:: Passage ::
[Spice-devel] Unfair comparisons with RDP

John A. Sullivan III jsullivan at opensourcedevel.com
Mon Jul 11 22:25:47 PDT 2011


On Mon, 2011-07-04 at 21:07 +0300, Yaniv Kaul wrote:
> On 07/04/2011 07:33 PM, John A. Sullivan III wrote:
> > On Mon, 2011-07-04 at 17:48 +0300, Yonit Halperin wrote:
> >> On 07/04/2011 05:21 PM, John A. Sullivan III wrote:
> >>> Very helpful and interesting.  I'll respond in-line - John
> >>>
> >>> On Sun, 2011-07-03 at 10:38 +0300, Yaniv Kaul wrote:
> >>>> On 06/30/2011 10:10 AM, Yaniv Kaul wrote:
> >>>>> On 06/30/2011 05:33 AM, John A. Sullivan III wrote:
> >>>>>> On Wed, 2011-06-29 at 20:22 -0400, Andrew Cathrow wrote:
> >>>>>>> ----- Original Message -----
> >>>>>>>> <snip>
> >>>>>>>> Hello, all. I've been using both RDP via TSPlus and SPICE for over a
> >>>>>>>> week now and the practical world results at least in my mode of
> >>>>>>>> operation are becoming clear. SPICE does handle major screen refreshes
> >>>>>>>> better, e.g., monstrous graphics or continuously pasting a full line
> >>>>>>>> of
> >>>>>>>> text in a full screen notepad. Of course, SPICE is a clear winner when
> >>>>>>>> it comes to video though still not practically usable on low bandwidth
> >>>>>>>> links.

Excerpts of labeled region data

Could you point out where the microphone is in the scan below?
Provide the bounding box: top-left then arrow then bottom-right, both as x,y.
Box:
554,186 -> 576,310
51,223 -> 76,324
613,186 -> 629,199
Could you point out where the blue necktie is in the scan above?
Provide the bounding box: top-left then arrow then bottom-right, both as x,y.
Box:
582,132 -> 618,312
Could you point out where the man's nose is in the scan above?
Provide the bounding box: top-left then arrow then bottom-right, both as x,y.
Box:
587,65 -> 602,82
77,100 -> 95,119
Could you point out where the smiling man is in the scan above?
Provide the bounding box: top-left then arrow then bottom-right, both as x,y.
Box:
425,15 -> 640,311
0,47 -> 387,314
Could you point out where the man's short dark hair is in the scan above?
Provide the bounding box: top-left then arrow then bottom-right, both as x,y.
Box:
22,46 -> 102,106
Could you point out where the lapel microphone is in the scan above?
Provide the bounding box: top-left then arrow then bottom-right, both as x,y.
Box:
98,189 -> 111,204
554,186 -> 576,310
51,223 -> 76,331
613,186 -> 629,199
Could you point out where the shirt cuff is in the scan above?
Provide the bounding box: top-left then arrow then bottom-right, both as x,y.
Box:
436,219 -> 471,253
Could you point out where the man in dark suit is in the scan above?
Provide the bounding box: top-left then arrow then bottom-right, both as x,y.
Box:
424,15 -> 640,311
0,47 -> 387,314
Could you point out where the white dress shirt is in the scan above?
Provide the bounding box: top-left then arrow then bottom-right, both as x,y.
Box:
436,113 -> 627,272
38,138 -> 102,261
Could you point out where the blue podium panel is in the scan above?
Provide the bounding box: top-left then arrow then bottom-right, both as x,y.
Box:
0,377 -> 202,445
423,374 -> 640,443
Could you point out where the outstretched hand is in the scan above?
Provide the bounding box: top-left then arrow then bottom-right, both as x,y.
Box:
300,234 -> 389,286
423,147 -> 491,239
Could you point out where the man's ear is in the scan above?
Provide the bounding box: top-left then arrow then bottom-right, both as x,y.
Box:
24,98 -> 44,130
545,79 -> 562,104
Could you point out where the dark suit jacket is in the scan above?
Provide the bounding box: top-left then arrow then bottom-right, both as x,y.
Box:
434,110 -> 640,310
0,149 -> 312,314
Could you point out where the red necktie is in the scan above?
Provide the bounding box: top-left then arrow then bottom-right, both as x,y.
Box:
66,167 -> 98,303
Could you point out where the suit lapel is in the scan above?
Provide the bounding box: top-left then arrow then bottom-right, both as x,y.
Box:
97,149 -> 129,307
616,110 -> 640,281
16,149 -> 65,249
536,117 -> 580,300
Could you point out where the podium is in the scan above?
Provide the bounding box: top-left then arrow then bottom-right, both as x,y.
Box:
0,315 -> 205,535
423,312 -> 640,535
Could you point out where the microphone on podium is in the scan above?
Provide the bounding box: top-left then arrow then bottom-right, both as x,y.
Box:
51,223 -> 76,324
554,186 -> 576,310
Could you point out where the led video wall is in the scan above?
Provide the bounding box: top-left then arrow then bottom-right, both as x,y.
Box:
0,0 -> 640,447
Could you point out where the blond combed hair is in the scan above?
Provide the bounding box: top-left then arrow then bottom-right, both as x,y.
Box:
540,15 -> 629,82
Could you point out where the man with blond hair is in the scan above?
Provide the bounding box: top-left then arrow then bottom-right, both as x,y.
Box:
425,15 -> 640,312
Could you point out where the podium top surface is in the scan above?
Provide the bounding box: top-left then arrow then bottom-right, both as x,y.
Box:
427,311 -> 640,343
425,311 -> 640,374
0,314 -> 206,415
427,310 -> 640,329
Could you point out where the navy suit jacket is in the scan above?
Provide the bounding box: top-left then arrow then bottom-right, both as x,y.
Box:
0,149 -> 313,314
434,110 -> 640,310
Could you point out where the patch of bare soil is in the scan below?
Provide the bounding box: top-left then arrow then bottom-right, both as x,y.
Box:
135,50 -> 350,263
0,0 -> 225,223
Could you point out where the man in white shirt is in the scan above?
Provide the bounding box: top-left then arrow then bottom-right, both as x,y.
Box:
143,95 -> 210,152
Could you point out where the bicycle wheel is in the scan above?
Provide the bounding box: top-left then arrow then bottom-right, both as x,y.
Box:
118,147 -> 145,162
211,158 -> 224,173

:: Problem description ::
According to the mailing list post, through what software was RDP being used alongside SPICE?

:: Answer to this exercise ::
TSPlus